WHAT IS BEING ASKED: Please turn the lines below into a numbered list, leaving out any blank lines.

Rows from a pointing dataset:
-- start --

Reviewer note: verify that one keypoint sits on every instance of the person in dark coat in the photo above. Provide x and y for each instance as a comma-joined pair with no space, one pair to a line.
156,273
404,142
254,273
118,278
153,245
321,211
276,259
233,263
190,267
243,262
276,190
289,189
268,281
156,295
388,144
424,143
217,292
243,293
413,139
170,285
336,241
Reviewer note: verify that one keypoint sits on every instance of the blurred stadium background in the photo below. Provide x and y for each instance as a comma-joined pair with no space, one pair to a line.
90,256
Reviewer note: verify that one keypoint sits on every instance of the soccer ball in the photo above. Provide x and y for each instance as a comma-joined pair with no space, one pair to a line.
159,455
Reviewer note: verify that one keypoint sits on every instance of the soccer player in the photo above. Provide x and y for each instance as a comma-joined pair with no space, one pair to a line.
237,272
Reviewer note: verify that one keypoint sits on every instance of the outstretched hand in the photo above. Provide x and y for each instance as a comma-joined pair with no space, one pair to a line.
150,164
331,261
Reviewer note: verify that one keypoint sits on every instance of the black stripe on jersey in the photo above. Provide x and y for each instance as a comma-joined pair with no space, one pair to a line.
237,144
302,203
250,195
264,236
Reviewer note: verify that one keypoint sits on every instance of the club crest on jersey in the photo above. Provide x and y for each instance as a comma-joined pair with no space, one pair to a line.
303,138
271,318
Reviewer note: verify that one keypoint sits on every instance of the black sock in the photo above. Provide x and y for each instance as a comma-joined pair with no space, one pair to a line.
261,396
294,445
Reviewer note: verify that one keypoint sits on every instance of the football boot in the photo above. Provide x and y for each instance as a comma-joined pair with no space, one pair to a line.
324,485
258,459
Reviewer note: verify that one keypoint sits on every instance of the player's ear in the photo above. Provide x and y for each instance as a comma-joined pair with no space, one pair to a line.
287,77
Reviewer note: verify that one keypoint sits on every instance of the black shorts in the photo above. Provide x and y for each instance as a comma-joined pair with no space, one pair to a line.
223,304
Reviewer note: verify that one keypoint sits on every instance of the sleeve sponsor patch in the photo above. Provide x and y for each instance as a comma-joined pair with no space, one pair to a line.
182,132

-- end --

SOLUTION:
1. Reviewer note: verify that one keypoint sits on every instance of the person in dark coat in the photo above. Provide x and y for each instance as a comma-joined pair with no space, one pair to a line.
2. 156,273
3. 404,142
4. 254,273
5. 118,278
6. 153,245
7. 321,211
8. 276,259
9. 233,263
10. 190,267
11. 243,262
12. 276,190
13. 289,189
14. 268,281
15. 156,295
16. 388,144
17. 424,143
18. 217,292
19. 243,293
20. 413,139
21. 170,285
22. 336,241
23. Reviewer note: verify that one keypoint sits on every instance of the blurred stadium background in the photo below. Provide x and y for each instance as a comma-joined pair with no space, one pair to a line.
24. 90,256
25. Reviewer note: verify that one keypoint sits on every instance of the soccer ball in the photo above. Provide x and y for each instance as a comma-joined pair with no space, one pair to a line.
26. 159,455
27. Reviewer note: verify that one keypoint sits on every instance of the soccer player in the photo above. Provide x and y for each instance as a comma-joined pair with no space, one pair to a line.
28. 237,272
29. Reviewer note: verify that one keypoint sits on every instance of the outstretched hand in the photo above. Provide x and y for each instance as a comma-joined pair with no space, one pair to a line.
30. 150,164
31. 331,261
32. Reviewer note: verify that one keypoint sits on every instance of the black stripe on jersey in the photo above. Provide x and y for each instance as a comma-joined pair with no space, one pair to a line.
33. 237,144
34. 302,203
35. 250,195
36. 264,236
37. Reviewer note: verify that one keypoint sits on every instance of the club crest on jersey in the photo above. Provide x and y for each instance as a comma-joined pair with no space, one pair to a line.
38. 303,138
39. 271,318
40. Reviewer note: verify that one keypoint sits on every instance of the black sock in the photo above. Provide x and y for each instance as a comma-joined pair with no space, one pair to a line.
41. 261,396
42. 294,445
43. Reviewer note: verify that one keypoint sits on every instance of the football boot in the photo above. Provide x and y for each instance as a comma-joined pair with no space, one pair to a line.
44. 324,485
45. 258,459
46. Reviewer note: verify that one keypoint sits on every instance of the player's ear in the photo above. Provide x and y for each instance as a comma-joined pair with no space, one pair to a line.
47. 287,77
48. Reviewer note: verify that one keypoint sits on every instance of the black shorts in the photo above. Provide x and y for each instance as a comma-joined pair with no space, one pair to a line.
49. 223,304
50. Reviewer note: verify that one keypoint sits on every instance of the sleeve sponsor patch in the photo above. Provide x and y for each instance as a comma-joined pair with no space, one pair to a line.
51. 182,132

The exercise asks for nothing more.